**Record extracts**
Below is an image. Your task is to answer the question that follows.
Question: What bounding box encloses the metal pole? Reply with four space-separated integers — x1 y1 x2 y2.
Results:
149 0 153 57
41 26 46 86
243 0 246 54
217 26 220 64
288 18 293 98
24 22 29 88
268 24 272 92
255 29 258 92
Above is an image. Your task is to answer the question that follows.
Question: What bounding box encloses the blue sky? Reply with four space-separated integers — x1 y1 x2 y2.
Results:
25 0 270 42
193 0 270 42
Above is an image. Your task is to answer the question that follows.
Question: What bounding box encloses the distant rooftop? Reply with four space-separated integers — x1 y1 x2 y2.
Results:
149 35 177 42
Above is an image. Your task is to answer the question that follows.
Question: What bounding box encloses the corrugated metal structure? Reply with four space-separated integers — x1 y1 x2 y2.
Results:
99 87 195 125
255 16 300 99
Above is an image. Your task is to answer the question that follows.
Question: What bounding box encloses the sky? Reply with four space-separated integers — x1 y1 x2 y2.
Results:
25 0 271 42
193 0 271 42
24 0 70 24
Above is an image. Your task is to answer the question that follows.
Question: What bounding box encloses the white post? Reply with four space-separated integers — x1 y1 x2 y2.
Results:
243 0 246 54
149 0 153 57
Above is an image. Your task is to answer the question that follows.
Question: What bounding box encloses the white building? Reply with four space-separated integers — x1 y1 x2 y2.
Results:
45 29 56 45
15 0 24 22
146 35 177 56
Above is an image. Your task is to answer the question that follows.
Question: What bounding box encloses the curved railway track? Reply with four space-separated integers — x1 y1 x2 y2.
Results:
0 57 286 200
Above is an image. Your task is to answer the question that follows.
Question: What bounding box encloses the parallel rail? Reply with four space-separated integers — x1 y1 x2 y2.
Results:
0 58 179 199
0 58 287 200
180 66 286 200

**How to complete this task**
Which of the lines above include the string "metal"? Pick them out and copy them.

**Written answer**
Question: What bounding box encloses the metal pole? Reply with four space-separated integers — x1 y1 x2 y2.
Question: What bounding box encloses the corrugated metal structure? Reply with four space-separated integers — x1 y1 x2 y2.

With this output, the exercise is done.